-- The request --
Output every line of the data below as a numbered list, skipping any blank lines and leaving out the pictures.
[Given data start]
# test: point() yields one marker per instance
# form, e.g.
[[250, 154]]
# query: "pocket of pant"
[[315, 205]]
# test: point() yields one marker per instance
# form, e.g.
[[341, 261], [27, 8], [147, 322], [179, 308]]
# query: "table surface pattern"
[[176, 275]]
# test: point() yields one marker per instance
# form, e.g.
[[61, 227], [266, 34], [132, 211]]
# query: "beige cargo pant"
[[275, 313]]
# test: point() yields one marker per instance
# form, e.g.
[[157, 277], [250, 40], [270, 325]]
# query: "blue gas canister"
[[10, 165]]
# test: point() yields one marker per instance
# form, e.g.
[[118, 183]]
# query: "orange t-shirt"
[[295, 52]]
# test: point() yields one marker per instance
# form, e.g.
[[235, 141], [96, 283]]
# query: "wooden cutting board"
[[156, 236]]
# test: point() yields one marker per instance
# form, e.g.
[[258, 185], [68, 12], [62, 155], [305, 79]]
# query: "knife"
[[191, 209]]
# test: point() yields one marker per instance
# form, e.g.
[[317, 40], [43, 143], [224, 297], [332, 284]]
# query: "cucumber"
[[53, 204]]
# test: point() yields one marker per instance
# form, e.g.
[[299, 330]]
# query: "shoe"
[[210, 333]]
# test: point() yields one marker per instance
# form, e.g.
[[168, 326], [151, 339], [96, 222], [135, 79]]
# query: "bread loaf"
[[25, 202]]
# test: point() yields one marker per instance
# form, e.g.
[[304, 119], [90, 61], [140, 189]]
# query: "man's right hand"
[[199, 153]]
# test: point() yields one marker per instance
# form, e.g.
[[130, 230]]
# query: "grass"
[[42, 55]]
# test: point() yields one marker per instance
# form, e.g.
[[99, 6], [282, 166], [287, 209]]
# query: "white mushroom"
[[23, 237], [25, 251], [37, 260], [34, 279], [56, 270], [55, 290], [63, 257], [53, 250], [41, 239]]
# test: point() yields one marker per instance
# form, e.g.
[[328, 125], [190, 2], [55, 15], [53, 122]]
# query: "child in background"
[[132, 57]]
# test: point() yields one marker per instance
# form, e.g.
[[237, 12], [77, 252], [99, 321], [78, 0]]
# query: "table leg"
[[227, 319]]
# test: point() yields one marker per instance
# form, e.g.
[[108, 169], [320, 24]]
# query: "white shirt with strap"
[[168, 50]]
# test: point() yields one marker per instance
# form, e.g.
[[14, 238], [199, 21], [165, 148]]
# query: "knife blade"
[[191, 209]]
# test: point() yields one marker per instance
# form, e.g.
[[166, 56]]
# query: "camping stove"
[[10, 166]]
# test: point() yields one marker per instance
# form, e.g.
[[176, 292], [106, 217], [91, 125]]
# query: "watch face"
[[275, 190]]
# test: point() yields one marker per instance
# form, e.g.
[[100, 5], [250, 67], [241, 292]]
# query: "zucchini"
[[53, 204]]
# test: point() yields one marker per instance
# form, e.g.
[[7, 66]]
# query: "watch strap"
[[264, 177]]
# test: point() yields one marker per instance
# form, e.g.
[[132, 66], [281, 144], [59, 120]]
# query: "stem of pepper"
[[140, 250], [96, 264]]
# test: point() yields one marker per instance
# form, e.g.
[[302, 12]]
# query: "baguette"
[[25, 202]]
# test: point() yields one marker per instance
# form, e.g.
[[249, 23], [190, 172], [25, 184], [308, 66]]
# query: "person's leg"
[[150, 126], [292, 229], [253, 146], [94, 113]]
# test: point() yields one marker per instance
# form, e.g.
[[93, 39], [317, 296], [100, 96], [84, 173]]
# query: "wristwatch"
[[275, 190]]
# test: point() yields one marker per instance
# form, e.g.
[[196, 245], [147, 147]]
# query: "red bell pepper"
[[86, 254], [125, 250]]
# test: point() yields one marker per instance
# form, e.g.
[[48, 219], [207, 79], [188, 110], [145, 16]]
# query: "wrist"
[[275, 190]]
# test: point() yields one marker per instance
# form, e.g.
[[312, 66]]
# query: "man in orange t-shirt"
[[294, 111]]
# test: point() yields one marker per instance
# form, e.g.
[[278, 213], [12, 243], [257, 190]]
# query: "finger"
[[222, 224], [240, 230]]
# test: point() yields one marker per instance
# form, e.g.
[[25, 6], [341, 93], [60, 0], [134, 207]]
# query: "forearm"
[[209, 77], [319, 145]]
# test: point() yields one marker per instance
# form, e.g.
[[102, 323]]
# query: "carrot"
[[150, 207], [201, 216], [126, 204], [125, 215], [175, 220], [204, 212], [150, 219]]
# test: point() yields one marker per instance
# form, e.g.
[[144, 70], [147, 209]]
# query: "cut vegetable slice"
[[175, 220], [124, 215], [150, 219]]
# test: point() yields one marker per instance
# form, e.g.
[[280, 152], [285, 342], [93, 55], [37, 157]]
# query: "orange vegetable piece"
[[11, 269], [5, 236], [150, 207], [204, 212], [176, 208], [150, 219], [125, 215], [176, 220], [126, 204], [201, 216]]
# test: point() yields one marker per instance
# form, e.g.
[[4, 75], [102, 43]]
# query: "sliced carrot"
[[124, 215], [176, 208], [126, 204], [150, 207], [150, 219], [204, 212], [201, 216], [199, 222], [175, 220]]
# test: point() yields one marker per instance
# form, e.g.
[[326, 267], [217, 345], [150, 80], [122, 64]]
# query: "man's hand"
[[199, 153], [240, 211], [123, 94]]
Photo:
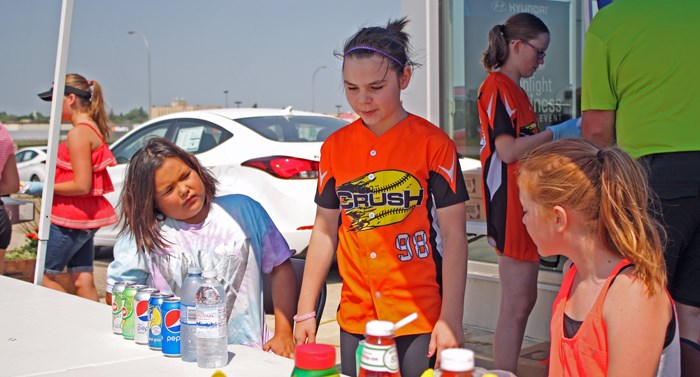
[Given data end]
-- Task answer --
1. # test: point() yields one marker per instance
2. # form, e.g.
3. [[250, 154]]
4. # query: "pocket of pant"
5. [[315, 205]]
6. # test: point() yields one marker per instance
7. # form, e.g.
8. [[341, 261], [27, 8], [147, 322], [179, 308]]
9. # query: "table surface pattern"
10. [[176, 275]]
11. # test: point() yields one marker per instance
12. # form, e.g.
13. [[61, 227], [266, 34], [132, 211]]
14. # query: "beige cargo pant"
15. [[275, 313]]
16. # test: point() yields one marker per instance
17. # form, e.g.
18. [[157, 277], [250, 40], [270, 325]]
19. # query: "blue gas canister"
20. [[10, 165]]
21. # test: point() yields one marker per instance
22. # form, e.g.
23. [[118, 183]]
24. # query: "orange t-shirt"
25. [[295, 52]]
26. # test: point() yields one marker per instance
27. # form, e.g.
28. [[235, 141], [96, 283]]
29. # query: "wooden cutting board"
30. [[156, 236]]
31. # test: point() yields one marker per instance
32. # form, e.g.
33. [[258, 185], [68, 12], [62, 155], [305, 79]]
34. # query: "knife"
35. [[191, 209]]
36. # test: point() yields one marker per instance
37. # form, e.g.
38. [[317, 40], [43, 143], [224, 297], [332, 284]]
39. # query: "cucumber"
40. [[53, 204]]
41. # test: point() yields one marker per instance
42. # form, e.g.
43. [[299, 330]]
44. # query: "shoe"
45. [[210, 333]]
46. # test: point() yields one marker per instance
47. # form, e.g.
48. [[168, 326], [151, 339], [96, 222], [135, 79]]
49. # query: "bread loaf"
50. [[25, 202]]
51. # test: point() yields one marker per instance
52. # form, e.g.
53. [[304, 119], [90, 61], [140, 189]]
54. # query: "man's right hand"
55. [[199, 153]]
56. # test: point() yields one marker per instance
57. # form, e.g.
58. [[130, 230]]
59. # query: "grass"
60. [[42, 55]]
61. # test: point() yields one marker per instance
62. # form, e.g.
63. [[99, 6], [282, 166], [287, 209]]
64. # query: "white mushroom"
65. [[23, 237], [25, 251], [37, 260], [34, 279], [56, 270], [55, 290], [63, 257], [53, 250], [41, 239]]
66. # test: point() yields one marker per instance
67. # form, e.g.
68. [[328, 125], [190, 2], [55, 15], [53, 122]]
69. # query: "child in background"
70. [[132, 57]]
71. # test: point() yields one marker per instance
72. # form, e.g.
73. [[237, 12], [77, 252], [99, 321], [78, 0]]
74. # query: "table leg"
75. [[227, 319]]
76. # test: point() yields one marker per instance
77. # form, e.g.
78. [[108, 169], [320, 24]]
79. # query: "white shirt with strap"
80. [[168, 50]]
81. # test: point() yields one marker per instance
82. # form, e.g.
83. [[14, 238], [199, 21], [165, 148]]
84. # query: "knife blade"
85. [[191, 209]]
86. # test: point() yields one marker per instance
87. # form, e.g.
88. [[166, 56]]
89. # query: "camping stove"
90. [[10, 166]]
91. # test: point() yields one marker per instance
92. # form, e.g.
93. [[176, 292], [106, 217], [91, 125]]
94. # query: "watch face"
95. [[275, 190]]
96. # test: point() yields one marker per instance
97. # form, e.g.
98. [[100, 5], [250, 67], [241, 292]]
99. # query: "zucchini"
100. [[53, 204]]
101. # test: point() yields one marker per instance
102. # form, e.g.
103. [[7, 66]]
104. # query: "watch strap"
105. [[264, 177]]
106. # test: point() yields one marker per instance
107. # form, e.g.
108. [[132, 66], [281, 144], [59, 120]]
109. # query: "stem of pepper"
110. [[140, 250], [96, 264]]
111. # test: point() yields one marker per instance
112. # form, e.g.
113. [[302, 12]]
114. # query: "baguette"
115. [[25, 202]]
116. # test: point() yields one marker per instance
117. # form, e.g.
118. [[249, 23], [190, 172], [25, 184], [308, 66]]
119. # query: "person's leg"
120. [[150, 126], [292, 229], [253, 146], [94, 113]]
121. # test: point() yields one marker per instance
122. # form, e.g.
123. [[93, 39], [317, 296], [100, 96], [84, 173]]
124. # query: "wristwatch"
125. [[275, 190]]
126. # test: point() yields one marker per instance
127. # form, e.g.
128. [[196, 245], [147, 147]]
129. # query: "red bell pepper"
130. [[86, 254], [125, 250]]
131. # test: point() yields one marker per instance
132. # form, e.g.
133. [[48, 219], [207, 79], [188, 110], [145, 16]]
134. # query: "wrist"
135. [[275, 190]]
136. # test: point() yields one marker per instance
137. # form, e.g.
138. [[312, 66]]
139. # query: "man in orange t-shirt"
140. [[294, 111]]
141. # test: point() yields one marker per instance
142. # form, e.g.
143. [[278, 213], [12, 243], [257, 190]]
144. # query: "finger"
145. [[222, 224], [240, 230]]
146. # test: point() yields one marker per instance
147. # form, e.g.
148. [[25, 6], [341, 93], [60, 0], [134, 207]]
149. # query: "forearm"
150. [[209, 77], [319, 145]]
151. # test: point() yields one marker per instance
152. # form, e.g.
153. [[102, 323]]
154. # query: "carrot"
155. [[150, 207], [201, 216], [126, 204], [125, 215], [175, 220], [204, 212], [150, 219]]
156. # test: point() yields one marker per instance
157. # form, e.g.
158. [[144, 70], [147, 209]]
159. # query: "cut vegetable slice"
160. [[175, 220], [124, 215], [150, 219]]
161. # test: point() yields one marker per instance
162. # form, e.g.
163. [[280, 152], [285, 342], [93, 55], [37, 157]]
164. # query: "orange vegetable piece"
165. [[11, 269], [5, 236], [150, 207], [204, 212], [176, 208], [150, 219], [125, 215], [176, 220], [126, 204], [201, 216]]
166. # test: point() yields one marker per instance
167. # form, e.g.
168. [[4, 75], [102, 43]]
169. # query: "sliced carrot"
170. [[124, 215], [176, 208], [126, 204], [150, 207], [150, 219], [204, 212], [201, 216], [199, 222], [175, 220]]
171. # test: point() yields one marker per instance
172. # form, e.g.
173. [[326, 267], [217, 345], [150, 80], [122, 64]]
174. # query: "man's hand"
175. [[199, 153], [240, 211], [123, 94]]
176. Photo:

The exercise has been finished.